Point labels for objects
○ ○ ○
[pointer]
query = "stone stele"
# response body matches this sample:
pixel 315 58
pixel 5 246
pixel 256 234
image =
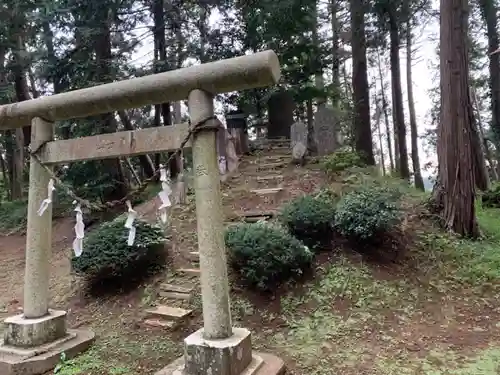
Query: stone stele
pixel 34 346
pixel 231 356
○ ○ ○
» **WORK REQUIRED**
Reproduce every one of the entries above verbatim, omitting the pictures.

» **TASK RESULT**
[pointer]
query = "stone stele"
# response body matches this sample:
pixel 315 58
pixel 5 246
pixel 256 234
image =
Query: stone stele
pixel 34 346
pixel 231 356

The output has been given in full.